[begin Record set]
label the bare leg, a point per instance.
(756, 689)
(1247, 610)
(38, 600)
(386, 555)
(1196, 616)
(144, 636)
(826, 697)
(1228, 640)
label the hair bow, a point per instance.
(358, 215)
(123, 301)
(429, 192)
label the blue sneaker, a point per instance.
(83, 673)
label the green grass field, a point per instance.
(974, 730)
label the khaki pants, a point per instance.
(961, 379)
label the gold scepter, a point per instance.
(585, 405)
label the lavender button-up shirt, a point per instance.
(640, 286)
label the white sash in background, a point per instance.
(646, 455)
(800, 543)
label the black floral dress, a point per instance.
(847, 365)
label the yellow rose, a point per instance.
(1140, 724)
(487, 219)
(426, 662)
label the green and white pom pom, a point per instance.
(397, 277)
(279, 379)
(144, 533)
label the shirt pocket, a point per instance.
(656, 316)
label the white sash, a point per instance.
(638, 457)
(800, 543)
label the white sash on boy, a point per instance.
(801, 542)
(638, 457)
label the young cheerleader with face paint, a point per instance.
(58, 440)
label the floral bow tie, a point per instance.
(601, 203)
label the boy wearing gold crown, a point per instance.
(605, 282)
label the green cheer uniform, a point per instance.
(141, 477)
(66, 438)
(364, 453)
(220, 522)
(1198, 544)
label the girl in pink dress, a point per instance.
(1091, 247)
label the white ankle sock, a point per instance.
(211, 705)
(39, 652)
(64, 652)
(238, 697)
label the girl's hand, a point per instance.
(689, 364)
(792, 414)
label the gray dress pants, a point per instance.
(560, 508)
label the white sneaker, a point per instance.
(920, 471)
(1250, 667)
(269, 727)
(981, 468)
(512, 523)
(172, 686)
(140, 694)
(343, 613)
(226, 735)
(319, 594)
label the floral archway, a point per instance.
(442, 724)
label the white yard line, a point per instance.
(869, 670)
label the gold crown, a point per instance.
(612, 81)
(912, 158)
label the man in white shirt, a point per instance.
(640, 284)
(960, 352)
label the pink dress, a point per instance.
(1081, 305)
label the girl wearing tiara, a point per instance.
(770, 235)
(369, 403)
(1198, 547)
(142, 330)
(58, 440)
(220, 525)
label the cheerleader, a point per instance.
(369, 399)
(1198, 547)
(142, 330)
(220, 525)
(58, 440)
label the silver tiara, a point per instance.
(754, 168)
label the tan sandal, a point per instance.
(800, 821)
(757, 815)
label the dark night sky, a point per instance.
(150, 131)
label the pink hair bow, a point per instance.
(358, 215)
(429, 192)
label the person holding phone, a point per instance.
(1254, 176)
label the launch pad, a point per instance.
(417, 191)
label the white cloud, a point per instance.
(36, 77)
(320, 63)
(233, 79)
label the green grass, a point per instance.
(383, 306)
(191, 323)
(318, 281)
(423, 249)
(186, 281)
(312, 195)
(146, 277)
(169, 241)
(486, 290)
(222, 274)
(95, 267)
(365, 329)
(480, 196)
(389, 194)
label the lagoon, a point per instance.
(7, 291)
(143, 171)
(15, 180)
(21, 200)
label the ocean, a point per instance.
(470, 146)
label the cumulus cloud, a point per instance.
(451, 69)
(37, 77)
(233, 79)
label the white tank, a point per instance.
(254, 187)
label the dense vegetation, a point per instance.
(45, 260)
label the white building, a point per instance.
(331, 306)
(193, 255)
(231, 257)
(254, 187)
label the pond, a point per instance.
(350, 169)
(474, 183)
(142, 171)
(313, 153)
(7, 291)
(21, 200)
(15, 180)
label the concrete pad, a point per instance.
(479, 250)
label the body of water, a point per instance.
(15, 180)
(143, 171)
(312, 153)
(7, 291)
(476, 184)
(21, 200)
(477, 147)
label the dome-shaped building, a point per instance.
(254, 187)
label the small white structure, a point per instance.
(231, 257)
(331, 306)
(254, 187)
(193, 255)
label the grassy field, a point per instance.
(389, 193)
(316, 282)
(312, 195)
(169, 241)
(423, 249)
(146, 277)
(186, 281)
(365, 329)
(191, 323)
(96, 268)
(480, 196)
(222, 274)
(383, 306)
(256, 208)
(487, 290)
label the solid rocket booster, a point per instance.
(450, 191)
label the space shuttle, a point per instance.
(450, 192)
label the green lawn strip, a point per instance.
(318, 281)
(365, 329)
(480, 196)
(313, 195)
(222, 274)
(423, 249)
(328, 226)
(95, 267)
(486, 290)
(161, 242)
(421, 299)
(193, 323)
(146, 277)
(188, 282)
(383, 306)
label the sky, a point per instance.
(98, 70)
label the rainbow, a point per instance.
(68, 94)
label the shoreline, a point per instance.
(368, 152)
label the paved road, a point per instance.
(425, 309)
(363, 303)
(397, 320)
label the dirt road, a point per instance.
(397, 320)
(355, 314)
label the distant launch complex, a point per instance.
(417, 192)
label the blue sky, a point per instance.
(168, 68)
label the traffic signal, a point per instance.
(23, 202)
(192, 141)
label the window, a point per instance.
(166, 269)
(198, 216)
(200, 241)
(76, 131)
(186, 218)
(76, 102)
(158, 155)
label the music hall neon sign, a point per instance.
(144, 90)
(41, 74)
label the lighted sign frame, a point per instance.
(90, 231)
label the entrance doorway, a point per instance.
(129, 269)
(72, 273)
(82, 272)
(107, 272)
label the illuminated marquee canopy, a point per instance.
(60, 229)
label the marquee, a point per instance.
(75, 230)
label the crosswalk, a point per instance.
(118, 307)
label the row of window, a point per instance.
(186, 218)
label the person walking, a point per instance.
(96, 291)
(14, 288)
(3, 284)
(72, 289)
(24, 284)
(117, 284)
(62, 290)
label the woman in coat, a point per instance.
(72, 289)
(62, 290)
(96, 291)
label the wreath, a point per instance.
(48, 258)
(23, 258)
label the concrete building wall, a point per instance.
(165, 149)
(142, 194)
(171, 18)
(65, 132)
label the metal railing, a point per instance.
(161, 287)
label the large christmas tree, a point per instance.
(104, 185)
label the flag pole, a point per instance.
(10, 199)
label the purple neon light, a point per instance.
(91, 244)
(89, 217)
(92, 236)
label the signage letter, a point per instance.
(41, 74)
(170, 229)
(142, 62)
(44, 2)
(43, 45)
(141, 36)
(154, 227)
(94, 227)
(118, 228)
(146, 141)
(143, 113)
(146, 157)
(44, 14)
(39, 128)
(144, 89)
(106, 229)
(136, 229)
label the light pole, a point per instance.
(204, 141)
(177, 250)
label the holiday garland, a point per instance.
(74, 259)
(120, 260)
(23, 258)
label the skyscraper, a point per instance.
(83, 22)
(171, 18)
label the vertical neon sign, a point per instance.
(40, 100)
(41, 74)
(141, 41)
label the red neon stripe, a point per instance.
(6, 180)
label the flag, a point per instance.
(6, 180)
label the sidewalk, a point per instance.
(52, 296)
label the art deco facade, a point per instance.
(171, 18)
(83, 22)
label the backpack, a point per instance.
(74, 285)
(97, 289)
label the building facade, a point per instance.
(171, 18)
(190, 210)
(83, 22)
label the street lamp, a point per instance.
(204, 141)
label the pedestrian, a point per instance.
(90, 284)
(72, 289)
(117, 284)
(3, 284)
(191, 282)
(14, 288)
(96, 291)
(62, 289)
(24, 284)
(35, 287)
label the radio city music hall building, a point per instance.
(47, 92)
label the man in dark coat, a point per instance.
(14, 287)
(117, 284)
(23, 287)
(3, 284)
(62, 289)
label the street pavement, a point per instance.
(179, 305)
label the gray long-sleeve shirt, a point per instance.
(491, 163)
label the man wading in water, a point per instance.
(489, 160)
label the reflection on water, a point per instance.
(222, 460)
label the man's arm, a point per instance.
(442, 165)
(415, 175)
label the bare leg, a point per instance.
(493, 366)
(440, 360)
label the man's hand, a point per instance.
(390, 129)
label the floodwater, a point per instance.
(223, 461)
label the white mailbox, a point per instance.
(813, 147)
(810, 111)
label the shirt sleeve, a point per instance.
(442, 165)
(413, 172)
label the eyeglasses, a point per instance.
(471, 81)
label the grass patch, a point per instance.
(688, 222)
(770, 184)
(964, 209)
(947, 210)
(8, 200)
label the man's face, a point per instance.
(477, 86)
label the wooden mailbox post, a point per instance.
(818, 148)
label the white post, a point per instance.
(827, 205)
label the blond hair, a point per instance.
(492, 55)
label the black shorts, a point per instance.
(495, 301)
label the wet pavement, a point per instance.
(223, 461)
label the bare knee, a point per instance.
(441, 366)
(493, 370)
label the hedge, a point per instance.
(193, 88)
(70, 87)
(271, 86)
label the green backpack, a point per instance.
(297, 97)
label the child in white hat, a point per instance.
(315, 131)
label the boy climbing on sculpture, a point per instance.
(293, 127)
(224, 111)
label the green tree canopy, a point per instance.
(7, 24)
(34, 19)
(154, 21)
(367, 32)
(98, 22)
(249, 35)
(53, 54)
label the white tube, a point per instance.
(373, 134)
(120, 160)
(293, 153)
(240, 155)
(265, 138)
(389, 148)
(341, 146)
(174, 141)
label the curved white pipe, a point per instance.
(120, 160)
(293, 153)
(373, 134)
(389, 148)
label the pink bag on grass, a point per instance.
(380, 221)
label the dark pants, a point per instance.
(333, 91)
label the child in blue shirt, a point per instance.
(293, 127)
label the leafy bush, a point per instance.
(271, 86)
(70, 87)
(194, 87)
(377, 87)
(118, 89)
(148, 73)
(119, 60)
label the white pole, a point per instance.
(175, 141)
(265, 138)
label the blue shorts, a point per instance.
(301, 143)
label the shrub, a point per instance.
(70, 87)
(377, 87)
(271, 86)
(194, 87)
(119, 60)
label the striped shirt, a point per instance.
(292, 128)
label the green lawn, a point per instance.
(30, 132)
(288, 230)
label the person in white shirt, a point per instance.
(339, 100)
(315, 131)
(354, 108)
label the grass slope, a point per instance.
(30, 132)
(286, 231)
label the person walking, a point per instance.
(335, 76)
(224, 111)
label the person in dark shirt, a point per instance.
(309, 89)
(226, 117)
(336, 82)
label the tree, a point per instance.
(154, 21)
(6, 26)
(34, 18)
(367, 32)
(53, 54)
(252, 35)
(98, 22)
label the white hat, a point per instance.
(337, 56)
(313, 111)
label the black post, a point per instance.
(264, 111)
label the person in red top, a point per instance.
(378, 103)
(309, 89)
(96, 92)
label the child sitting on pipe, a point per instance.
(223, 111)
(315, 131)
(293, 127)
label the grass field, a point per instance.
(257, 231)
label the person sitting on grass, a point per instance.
[end Record set]
> Stated problem:
In the listing above, find the line containing "label the grass slope, a point per instance." and please quote exactly that line through the last one, and no other lines.

> Completed task:
label the grass slope, a point per instance.
(30, 132)
(286, 231)
label the person walking, a point per instance.
(335, 76)
(224, 111)
label the person in dark shirt, a point per instance.
(309, 89)
(226, 117)
(336, 82)
label the tree, a point per instance.
(154, 21)
(6, 26)
(34, 18)
(367, 32)
(53, 54)
(252, 35)
(98, 22)
label the white hat, a point per instance.
(337, 56)
(313, 111)
label the black post, a point per instance.
(264, 111)
label the person in red top, a point per instance.
(378, 103)
(309, 89)
(96, 92)
label the child sitting on pipe, a point per instance.
(223, 111)
(315, 131)
(293, 127)
label the grass field, a point per instance.
(257, 231)
label the person sitting on grass, a point per instance.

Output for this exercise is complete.